(THE RECORDS):
—————

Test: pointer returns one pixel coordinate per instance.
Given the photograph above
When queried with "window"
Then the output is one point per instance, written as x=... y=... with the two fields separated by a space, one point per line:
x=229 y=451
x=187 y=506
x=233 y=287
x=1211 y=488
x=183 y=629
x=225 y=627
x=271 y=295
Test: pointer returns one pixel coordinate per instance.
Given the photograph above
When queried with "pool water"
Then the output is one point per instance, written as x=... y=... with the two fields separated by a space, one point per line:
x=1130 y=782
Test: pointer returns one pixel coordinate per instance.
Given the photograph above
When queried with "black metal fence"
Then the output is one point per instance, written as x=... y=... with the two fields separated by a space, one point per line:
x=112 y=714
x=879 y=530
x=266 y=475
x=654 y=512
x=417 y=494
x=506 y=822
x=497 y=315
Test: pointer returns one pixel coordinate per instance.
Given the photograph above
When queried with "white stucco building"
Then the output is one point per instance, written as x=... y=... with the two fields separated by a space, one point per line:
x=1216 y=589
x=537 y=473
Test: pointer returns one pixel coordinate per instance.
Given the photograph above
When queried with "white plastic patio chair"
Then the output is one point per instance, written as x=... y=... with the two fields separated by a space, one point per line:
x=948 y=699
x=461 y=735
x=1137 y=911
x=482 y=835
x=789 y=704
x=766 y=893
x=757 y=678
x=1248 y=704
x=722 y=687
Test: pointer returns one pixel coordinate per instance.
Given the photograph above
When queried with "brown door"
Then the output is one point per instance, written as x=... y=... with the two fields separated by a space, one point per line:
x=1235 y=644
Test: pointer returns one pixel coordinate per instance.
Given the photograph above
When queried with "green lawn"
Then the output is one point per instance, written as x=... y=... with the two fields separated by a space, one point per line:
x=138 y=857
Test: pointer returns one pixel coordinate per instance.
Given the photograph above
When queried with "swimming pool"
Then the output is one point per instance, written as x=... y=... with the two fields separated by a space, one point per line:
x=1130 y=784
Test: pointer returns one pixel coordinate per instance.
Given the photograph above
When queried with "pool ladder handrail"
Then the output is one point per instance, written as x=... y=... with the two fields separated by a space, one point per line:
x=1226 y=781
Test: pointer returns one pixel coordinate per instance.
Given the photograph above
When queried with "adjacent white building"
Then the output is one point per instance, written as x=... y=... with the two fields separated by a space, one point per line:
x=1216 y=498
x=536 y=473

—————

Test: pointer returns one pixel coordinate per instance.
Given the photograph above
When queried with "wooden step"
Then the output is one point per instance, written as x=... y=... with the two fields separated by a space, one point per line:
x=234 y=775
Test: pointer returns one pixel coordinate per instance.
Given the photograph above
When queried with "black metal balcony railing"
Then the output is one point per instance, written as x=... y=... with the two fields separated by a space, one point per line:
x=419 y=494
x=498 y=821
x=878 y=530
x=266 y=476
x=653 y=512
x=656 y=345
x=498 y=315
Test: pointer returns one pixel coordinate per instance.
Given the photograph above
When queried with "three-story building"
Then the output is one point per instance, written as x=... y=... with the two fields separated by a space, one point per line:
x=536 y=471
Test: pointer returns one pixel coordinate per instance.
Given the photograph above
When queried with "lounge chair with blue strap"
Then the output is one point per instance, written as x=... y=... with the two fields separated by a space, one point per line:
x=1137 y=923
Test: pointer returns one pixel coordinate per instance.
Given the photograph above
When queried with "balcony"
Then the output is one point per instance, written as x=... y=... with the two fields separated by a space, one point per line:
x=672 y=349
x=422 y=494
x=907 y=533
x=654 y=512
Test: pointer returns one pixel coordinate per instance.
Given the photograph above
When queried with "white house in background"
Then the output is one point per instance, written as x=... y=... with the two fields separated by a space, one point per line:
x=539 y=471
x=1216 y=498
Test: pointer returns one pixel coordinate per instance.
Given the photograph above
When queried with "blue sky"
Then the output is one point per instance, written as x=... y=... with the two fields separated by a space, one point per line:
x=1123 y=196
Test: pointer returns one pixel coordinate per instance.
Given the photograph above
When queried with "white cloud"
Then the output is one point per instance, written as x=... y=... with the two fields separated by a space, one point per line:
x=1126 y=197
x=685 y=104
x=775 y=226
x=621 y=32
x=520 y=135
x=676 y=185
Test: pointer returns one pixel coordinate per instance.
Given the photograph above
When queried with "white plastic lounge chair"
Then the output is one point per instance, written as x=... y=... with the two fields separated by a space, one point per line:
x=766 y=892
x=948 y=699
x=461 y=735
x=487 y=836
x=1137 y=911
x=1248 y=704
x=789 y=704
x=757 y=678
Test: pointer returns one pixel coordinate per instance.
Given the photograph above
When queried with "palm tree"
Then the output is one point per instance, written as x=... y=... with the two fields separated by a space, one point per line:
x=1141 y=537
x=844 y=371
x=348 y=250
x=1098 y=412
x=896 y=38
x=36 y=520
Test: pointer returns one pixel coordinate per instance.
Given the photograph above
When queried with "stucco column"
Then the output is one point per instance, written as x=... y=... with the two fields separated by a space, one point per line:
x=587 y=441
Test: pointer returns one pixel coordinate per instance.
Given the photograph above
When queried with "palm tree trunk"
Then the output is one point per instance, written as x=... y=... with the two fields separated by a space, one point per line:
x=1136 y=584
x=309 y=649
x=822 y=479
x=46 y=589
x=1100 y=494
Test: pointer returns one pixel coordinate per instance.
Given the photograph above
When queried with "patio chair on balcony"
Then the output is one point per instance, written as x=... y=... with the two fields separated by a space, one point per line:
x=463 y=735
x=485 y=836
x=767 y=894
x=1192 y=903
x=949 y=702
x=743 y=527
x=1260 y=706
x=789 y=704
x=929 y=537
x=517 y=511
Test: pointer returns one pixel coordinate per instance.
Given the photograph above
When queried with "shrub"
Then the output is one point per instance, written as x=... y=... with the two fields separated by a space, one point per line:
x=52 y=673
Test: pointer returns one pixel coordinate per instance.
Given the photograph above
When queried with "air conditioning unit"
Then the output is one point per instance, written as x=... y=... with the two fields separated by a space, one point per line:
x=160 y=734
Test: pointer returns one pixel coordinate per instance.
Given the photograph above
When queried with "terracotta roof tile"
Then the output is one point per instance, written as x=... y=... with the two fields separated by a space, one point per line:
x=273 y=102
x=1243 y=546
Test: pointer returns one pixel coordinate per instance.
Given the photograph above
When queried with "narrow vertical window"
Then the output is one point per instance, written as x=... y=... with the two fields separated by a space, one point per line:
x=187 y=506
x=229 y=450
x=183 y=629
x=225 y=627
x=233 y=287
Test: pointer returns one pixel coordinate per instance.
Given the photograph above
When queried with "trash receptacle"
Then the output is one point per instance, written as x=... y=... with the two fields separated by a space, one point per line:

—————

The word "palm" appears in some of the lines above. Copy those lines.

(SOLUTION FOR THIS EXERCISE):
When queried with "palm tree"
When queried with "palm tree trunk"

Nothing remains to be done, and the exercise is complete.